(Collected data)
________________
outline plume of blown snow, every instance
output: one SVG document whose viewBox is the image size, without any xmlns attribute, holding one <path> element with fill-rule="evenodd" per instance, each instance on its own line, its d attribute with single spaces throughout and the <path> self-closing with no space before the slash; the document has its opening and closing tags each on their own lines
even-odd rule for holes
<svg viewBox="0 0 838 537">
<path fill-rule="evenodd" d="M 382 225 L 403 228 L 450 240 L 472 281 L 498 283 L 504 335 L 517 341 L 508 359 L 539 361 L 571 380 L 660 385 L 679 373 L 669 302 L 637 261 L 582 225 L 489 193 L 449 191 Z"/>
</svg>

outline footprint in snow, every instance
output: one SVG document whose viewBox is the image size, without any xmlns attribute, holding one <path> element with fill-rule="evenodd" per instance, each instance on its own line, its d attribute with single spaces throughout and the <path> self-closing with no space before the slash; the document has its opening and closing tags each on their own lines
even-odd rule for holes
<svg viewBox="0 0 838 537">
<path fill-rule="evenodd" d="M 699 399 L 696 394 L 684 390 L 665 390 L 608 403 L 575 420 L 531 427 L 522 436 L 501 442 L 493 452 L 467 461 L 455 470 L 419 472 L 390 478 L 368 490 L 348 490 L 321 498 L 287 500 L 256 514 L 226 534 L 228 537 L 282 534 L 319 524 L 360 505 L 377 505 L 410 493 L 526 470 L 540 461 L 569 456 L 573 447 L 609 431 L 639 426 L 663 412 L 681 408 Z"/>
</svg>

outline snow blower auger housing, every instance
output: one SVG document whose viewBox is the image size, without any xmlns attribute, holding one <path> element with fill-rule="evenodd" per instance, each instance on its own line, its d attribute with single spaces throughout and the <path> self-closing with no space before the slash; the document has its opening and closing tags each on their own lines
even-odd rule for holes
________________
* [AIM OF THE EXERCISE]: Please pull out every line of the material above that contains the string "snow". Case counts, so match only lines where it appears with the same capitalization.

* [ANSWER TO THE TASK]:
outline plume of blown snow, every instance
outline footprint in snow, every instance
outline snow blower auger housing, every instance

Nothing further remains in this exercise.